_Problem to solve:_
Switch "Target" to "Label" and give back only the lines from the one containing "Place a point on the marguerite" up to and including the one containing "670], [55, 383]]". Leave everything else in those lines unchanged.

_Records:_
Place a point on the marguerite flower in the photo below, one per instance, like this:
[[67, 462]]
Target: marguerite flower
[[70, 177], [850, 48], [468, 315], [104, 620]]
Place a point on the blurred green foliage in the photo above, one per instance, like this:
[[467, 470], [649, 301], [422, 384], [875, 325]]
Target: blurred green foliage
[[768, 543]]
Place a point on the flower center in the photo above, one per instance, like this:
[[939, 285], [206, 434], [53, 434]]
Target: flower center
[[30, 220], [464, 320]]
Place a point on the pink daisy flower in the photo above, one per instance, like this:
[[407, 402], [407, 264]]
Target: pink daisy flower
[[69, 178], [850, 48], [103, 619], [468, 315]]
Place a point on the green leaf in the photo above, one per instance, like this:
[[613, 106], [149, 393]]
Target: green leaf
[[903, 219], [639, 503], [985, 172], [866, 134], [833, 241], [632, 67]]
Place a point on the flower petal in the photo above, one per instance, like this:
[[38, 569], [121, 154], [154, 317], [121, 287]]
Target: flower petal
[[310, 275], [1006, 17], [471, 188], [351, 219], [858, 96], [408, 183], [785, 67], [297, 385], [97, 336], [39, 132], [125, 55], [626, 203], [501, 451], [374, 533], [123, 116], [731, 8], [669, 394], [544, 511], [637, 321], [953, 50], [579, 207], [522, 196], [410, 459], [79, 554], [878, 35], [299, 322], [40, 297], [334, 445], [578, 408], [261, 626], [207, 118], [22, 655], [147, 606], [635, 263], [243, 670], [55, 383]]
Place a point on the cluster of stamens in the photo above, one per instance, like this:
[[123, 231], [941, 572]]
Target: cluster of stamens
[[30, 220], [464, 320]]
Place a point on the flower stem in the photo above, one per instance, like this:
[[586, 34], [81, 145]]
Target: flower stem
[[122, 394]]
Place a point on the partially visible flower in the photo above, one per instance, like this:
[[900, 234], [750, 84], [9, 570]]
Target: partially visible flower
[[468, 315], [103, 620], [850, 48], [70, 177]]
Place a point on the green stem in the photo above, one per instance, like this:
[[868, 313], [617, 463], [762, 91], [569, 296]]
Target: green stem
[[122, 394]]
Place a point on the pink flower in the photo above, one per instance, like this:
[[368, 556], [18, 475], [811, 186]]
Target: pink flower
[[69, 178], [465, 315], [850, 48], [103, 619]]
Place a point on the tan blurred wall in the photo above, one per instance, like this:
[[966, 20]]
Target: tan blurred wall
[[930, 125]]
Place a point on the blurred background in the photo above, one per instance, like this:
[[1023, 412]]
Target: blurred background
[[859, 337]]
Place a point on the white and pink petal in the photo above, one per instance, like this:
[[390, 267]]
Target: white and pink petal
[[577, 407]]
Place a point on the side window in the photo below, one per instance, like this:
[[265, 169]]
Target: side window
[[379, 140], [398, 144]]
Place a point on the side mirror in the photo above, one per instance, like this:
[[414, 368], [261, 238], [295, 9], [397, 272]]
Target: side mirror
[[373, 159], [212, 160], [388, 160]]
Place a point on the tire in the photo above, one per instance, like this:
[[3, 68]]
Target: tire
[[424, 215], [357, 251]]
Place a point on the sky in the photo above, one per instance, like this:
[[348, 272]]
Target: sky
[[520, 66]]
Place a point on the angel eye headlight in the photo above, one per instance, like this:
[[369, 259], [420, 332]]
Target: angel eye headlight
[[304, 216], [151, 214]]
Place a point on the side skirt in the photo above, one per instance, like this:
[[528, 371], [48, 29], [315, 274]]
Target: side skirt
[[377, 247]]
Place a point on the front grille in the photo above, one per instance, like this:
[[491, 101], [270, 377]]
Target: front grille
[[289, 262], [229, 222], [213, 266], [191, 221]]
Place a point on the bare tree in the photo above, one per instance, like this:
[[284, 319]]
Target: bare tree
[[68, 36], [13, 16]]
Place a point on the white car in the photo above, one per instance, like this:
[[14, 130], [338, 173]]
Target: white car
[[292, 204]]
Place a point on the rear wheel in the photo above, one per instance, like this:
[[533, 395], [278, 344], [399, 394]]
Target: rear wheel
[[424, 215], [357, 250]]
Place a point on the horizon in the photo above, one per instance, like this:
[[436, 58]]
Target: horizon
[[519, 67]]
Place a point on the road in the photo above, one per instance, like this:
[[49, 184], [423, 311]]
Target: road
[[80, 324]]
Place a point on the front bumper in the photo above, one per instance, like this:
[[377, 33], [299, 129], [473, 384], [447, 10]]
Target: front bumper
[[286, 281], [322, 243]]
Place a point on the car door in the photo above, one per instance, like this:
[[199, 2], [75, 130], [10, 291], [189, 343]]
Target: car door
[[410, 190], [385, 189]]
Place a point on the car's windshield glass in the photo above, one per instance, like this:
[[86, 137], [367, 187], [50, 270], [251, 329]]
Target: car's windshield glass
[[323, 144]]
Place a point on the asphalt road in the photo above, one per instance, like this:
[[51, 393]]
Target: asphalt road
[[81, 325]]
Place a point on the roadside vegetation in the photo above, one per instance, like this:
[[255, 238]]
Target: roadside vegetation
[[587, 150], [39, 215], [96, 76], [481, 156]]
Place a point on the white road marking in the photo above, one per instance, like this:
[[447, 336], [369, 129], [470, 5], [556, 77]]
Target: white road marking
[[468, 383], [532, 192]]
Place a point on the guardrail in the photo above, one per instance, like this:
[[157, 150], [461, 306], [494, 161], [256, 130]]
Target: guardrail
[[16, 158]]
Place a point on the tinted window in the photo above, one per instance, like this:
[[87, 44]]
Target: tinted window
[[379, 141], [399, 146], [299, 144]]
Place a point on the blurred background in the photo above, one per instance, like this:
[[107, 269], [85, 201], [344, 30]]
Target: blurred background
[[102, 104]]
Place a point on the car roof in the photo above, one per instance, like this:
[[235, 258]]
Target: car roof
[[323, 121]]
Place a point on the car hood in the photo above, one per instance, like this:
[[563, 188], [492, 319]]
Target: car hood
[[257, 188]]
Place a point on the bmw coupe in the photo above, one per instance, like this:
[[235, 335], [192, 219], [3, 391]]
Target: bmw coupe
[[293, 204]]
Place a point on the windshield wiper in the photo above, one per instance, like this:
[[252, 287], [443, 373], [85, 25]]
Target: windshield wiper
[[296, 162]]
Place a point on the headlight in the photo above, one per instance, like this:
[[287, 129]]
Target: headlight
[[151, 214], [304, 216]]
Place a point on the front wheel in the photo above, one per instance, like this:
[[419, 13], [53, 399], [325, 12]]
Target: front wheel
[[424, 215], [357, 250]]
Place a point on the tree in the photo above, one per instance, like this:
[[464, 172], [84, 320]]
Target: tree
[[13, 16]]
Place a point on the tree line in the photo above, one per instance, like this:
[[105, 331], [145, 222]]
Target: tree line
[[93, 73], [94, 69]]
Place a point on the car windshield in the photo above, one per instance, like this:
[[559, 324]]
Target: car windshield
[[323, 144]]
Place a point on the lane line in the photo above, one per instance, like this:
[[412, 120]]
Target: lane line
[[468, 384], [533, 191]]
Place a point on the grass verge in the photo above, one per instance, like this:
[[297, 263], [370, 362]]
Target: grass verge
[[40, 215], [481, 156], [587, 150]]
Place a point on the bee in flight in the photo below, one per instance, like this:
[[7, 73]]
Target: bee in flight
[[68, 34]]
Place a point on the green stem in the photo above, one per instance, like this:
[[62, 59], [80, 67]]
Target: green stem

...

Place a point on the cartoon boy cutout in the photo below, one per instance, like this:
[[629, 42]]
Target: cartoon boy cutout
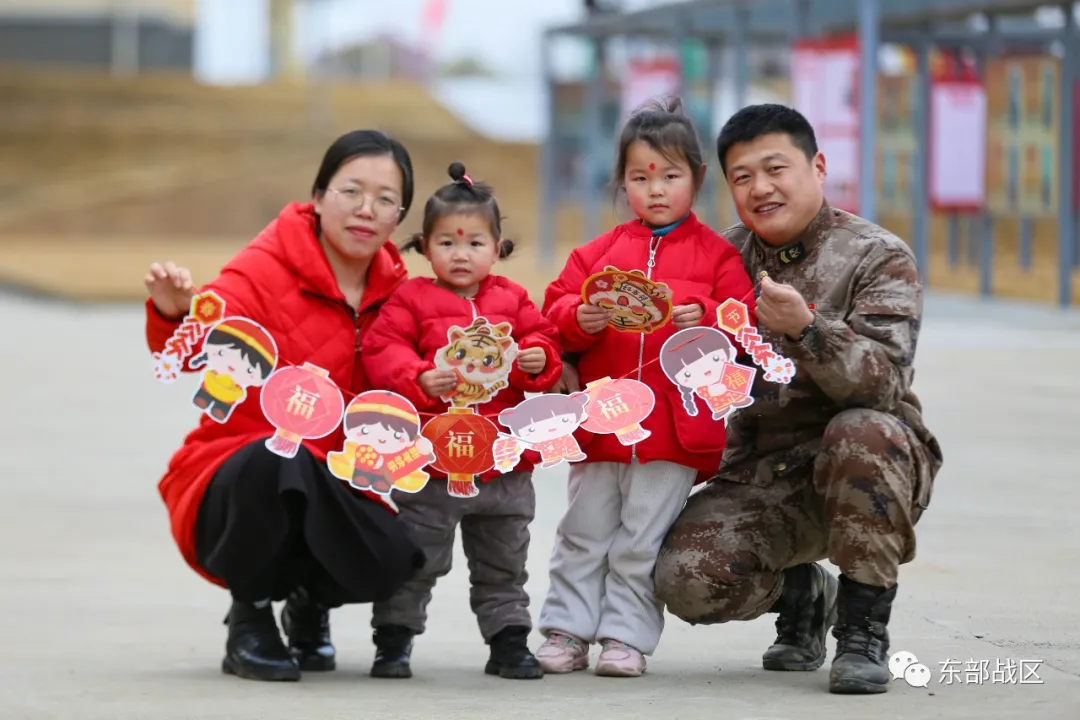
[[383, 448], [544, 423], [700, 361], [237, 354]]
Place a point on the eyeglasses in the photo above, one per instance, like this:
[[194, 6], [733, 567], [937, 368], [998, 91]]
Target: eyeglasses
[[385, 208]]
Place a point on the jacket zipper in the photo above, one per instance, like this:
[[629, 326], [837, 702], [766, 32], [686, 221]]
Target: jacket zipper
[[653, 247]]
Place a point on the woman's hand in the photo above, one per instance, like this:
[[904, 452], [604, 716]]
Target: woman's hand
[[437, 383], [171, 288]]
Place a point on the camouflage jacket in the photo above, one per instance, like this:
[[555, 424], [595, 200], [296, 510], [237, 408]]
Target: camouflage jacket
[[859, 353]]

_Task output:_
Place a point on the marguerite flower in the photo below, one per instance, like this:
[[67, 462]]
Label: marguerite flower
[[70, 177], [850, 48], [468, 315], [104, 620]]
Place a point on the blurred green foliage in the photo above, one per instance, like this:
[[467, 470], [649, 301], [422, 384], [875, 325]]
Label: blurred green foliage
[[768, 543]]
Place a point on the flower center in the photo above, one per instance, like this:
[[939, 285], [206, 434], [53, 434]]
Label: flower center
[[30, 220], [464, 320]]
Place a point on the pink daisy flower in the photo above, one per instance, like this:
[[407, 402], [407, 264]]
Label: pink daisy flower
[[69, 178], [850, 48], [103, 619], [468, 315]]
Place a point on the green leaf in the photo above, one per instance, like this:
[[613, 106], [149, 393]]
Label: green leaf
[[903, 219], [639, 503], [985, 172], [866, 134], [833, 241], [632, 67]]
Place a point on the flower petal in the photo above, one per instance, like this:
[[38, 569], [121, 154], [154, 317], [121, 287]]
Label: flower petal
[[310, 275], [1006, 17], [471, 188], [351, 219], [858, 96], [408, 183], [785, 67], [297, 385], [97, 336], [39, 132], [125, 55], [626, 203], [501, 451], [374, 533], [123, 116], [731, 8], [669, 394], [544, 511], [637, 321], [953, 50], [579, 207], [522, 196], [410, 459], [79, 554], [878, 35], [299, 322], [40, 297], [334, 445], [578, 408], [261, 626], [207, 118], [22, 655], [147, 606], [635, 263], [243, 670], [55, 383]]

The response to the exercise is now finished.